Quien pudiera, como recomendaba el sin par Horacio, hallar la felicidad dando la espalda a los asuntos de este mundo. Pero es pedir demasiado, incluso en plena canícula, que nos pleguemos a una indiferencia que sería, además, el ansiado y útil caramelo que demanda el sistema. De modo que, mal que le pese al clásico si resucitado quisiera leer estas líneas, que la cotidianidad nos siga sorprendiendo -si no enervando- es, en muchas ocasiones, el único ejercicio posible contra la alienación, aunque podamos llegar al extremo de hacer de la incredulidad costumbre y vivir con la boca abierta sea hoy, más que nunca, una extendida forma de estar. Y no sólo por el calor.

---

EJERCICIO 1:
Repite literalmente el fragmento de la página que comienza en "Quien pudiera, como" y termina en "por el calor.".
EJERCICIO 2:
Reproduce sin cambios las líneas de los registros que van desde la que contiene "point: small green" hasta la que contiene "Target: curved stem", ambas incluidas.
Los registros no guardan ninguna relación con la página.

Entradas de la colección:
---

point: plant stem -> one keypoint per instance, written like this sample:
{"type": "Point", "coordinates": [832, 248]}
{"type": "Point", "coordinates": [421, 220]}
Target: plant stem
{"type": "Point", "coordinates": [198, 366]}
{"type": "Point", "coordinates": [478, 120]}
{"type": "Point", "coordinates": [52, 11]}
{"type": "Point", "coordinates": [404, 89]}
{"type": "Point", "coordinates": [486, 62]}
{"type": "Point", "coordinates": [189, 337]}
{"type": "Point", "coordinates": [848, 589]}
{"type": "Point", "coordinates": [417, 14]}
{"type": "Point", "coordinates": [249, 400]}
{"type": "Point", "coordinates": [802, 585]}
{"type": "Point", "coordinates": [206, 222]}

---

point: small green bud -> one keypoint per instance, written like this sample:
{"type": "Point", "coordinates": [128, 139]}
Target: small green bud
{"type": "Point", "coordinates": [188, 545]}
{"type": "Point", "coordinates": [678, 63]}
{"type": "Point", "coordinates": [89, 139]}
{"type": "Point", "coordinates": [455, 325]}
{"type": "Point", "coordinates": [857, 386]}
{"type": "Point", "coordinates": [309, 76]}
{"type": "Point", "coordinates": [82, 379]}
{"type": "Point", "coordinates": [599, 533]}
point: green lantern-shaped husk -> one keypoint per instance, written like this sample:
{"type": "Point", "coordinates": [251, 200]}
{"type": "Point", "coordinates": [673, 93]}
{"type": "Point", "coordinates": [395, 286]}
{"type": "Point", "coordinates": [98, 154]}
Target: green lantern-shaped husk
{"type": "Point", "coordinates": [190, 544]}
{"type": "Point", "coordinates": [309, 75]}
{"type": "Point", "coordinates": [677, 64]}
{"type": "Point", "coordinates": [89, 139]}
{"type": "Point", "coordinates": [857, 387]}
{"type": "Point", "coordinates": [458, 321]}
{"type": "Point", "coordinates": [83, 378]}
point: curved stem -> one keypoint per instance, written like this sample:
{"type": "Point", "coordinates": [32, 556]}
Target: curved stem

---

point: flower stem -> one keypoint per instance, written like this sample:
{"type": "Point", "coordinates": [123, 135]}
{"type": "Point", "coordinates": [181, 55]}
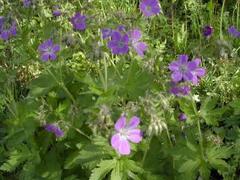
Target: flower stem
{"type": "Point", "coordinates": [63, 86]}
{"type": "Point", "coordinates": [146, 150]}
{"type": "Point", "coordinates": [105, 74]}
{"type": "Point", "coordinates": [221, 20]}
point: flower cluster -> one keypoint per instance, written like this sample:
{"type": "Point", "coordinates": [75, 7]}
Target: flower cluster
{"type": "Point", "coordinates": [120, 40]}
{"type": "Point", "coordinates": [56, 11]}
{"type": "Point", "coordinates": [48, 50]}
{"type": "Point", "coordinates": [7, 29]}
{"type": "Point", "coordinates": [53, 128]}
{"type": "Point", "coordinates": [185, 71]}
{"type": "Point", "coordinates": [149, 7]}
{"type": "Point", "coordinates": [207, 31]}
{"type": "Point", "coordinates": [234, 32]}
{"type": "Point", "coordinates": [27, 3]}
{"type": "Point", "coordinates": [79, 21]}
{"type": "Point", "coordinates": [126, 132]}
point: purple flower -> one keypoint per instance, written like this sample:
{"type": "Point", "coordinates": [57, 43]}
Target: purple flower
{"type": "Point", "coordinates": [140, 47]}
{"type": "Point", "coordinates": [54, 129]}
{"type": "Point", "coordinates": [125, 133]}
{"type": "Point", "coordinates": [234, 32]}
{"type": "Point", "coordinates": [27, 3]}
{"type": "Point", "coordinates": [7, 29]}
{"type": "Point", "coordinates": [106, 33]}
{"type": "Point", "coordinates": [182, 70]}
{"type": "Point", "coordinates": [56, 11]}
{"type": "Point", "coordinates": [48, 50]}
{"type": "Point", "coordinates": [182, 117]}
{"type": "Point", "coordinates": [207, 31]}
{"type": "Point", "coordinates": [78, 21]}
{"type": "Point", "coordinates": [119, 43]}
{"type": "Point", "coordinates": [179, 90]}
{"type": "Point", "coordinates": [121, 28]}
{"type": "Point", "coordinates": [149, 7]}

---

RESPUESTA ESPERADA 1:
Quien pudiera, como recomendaba el sin par Horacio, hallar la felicidad dando la espalda a los asuntos de este mundo. Pero es pedir demasiado, incluso en plena canícula, que nos pleguemos a una indiferencia que sería, además, el ansiado y útil caramelo que demanda el sistema. De modo que, mal que le pese al clásico si resucitado quisiera leer estas líneas, que la cotidianidad nos siga sorprendiendo -si no enervando- es, en muchas ocasiones, el único ejercicio posible contra la alienación, aunque podamos llegar al extremo de hacer de la incredulidad costumbre y vivir con la boca abierta sea hoy, más que nunca, una extendida forma de estar. Y no sólo por el calor.

RESPUESTA ESPERADA 2:
point: small green bud -> one keypoint per instance, written like this sample:
{"type": "Point", "coordinates": [128, 139]}
Target: small green bud
{"type": "Point", "coordinates": [188, 545]}
{"type": "Point", "coordinates": [678, 63]}
{"type": "Point", "coordinates": [89, 139]}
{"type": "Point", "coordinates": [455, 325]}
{"type": "Point", "coordinates": [857, 386]}
{"type": "Point", "coordinates": [309, 76]}
{"type": "Point", "coordinates": [82, 379]}
{"type": "Point", "coordinates": [599, 533]}
point: green lantern-shaped husk -> one keypoint per instance, written like this sample:
{"type": "Point", "coordinates": [251, 200]}
{"type": "Point", "coordinates": [673, 93]}
{"type": "Point", "coordinates": [395, 286]}
{"type": "Point", "coordinates": [98, 154]}
Target: green lantern-shaped husk
{"type": "Point", "coordinates": [190, 544]}
{"type": "Point", "coordinates": [309, 75]}
{"type": "Point", "coordinates": [677, 64]}
{"type": "Point", "coordinates": [89, 139]}
{"type": "Point", "coordinates": [857, 387]}
{"type": "Point", "coordinates": [458, 321]}
{"type": "Point", "coordinates": [83, 378]}
point: curved stem -> one keypoint per instance, written like this sample:
{"type": "Point", "coordinates": [32, 556]}
Target: curved stem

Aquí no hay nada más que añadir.